## TEXT
Cutting the military RDT&E budget, as the Pentagon has been doing, will force technology developers to make some hard decisions, because not all the research and development initiatives begun over the past several years can remain high priorities.
At best, a continued downward trend in U.S. military research spending will provide incentive for defense officials to sharpen their pencils, cut the dead wood, and redefine their highest military technology priorities for the years to come, based on promoting the most promising emerging technologies and either abandoning or cutting back on projects with low potential.
At worst, however, an ongoing decline in military research spending threatens vital technology development initiatives at a moment in time when the U.S. military is in transition from a Post-World War II Cold-War footing to a very uncertain future involving threats from radical Islamic regimes in the Middle East, to economically dominant China that is flexing its military muscle around the world, to a resurgent Russia eager to reassert its military prowess.
Without a very shrewd husbanding of dwindling military RDT&E resources over the next several years, the entire U.S. military establishment risks a long-term decline.
Some experts had believed that the Pentagon's research budget might see a resurgence in 2013, as the financial demands of long-term military operations in Iraq and Afghanistan eased as those conflicts begin winding up. For a decade, the Pentagon had to bear the expense of maintaining troops in the field deployed in active military operations. Troops had to be fed, clothed, and equipped, vehicles and aircraft had to be maintained and fueled, and communications had to be installed overseas to keep touch with those on the front lines.
At the same time, military vehicles and equipment wore out, and demand rose for new technologies to meet quickly changing threats like IEDs. For those 10 years, caring for deployed troops TODAY was the priority, and military needs of tomorrow took a back seat.
Now that troops deployed to Iraq and Afghanistan are starting to come home, 2013 seemed like the best opportunity in a long time to replenish research and development accounts, but it was not to be.
The U.S. Army is one of the few bright spots in the 2013 DOD research budget. The Army's research budget would grow by 2.2 percent in 2013 to $8.95 billion from 2012 levels of $8.76 billion, dominated by research and development in manned ground vehicles. After the Army, however, all the other military services and defense agencies collectively will see declines in their research and development budgets.

(Rows from a dataset)
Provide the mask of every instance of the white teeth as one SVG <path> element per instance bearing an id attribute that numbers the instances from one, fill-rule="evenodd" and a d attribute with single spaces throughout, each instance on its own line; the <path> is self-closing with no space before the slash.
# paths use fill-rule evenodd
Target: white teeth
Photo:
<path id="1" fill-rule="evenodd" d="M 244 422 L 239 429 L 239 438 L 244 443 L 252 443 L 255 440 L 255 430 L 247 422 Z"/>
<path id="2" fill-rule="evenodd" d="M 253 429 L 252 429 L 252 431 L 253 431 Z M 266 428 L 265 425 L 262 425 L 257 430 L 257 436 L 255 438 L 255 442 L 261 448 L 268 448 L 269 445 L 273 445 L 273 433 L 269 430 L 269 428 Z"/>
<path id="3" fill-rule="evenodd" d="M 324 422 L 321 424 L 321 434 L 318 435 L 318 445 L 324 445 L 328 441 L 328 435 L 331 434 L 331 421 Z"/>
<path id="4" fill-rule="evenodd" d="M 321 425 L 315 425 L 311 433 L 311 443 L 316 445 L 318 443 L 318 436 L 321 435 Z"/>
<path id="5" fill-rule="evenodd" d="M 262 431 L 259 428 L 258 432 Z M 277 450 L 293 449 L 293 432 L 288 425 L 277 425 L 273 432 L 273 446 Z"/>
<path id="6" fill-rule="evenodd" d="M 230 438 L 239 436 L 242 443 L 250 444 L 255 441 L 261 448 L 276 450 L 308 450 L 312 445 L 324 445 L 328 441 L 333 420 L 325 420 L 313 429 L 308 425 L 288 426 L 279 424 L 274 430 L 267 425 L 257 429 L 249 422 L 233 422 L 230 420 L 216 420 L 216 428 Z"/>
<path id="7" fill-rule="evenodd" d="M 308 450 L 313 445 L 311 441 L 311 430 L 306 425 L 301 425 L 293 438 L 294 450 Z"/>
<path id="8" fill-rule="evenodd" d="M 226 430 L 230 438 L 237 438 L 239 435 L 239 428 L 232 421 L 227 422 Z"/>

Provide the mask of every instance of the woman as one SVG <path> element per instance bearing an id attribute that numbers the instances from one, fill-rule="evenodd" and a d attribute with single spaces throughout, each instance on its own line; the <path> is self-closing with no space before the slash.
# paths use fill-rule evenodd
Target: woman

* * *

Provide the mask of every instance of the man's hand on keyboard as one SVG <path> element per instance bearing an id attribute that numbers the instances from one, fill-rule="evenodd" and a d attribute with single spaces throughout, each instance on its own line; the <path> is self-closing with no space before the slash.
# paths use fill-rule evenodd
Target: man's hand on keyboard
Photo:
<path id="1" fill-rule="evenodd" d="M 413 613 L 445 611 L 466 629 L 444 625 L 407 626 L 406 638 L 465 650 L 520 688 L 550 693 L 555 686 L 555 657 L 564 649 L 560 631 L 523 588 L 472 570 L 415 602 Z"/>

---

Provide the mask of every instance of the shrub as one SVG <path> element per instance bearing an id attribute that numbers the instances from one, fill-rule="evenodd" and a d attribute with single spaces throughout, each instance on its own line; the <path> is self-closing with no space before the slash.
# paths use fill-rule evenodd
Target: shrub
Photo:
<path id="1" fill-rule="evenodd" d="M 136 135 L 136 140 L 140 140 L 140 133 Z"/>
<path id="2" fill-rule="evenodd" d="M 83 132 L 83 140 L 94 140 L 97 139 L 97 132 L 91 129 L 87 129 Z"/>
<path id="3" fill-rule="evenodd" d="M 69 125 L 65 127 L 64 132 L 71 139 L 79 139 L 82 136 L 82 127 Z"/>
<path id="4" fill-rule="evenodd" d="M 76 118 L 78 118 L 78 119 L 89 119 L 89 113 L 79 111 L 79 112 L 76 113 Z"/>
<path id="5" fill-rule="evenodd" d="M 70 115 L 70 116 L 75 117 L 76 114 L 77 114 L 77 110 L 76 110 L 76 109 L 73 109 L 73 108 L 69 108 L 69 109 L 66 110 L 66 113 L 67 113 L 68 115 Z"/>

## GIVEN PROBLEM 1
According to the text on military research spending, how much would the Army's research budget be in 2013?
## GIVEN PROBLEM 2
Locate each line in the rows that contains the word "white" and copy those lines.

## TASK ANSWER 1
$8.95 billion

## TASK ANSWER 2
Provide the mask of every instance of the white teeth as one SVG <path> element per instance bearing an id attribute that numbers the instances from one, fill-rule="evenodd" and a d attribute with single spaces throughout, each instance on its own line; the <path> is self-closing with no space before the slash.
Target: white teeth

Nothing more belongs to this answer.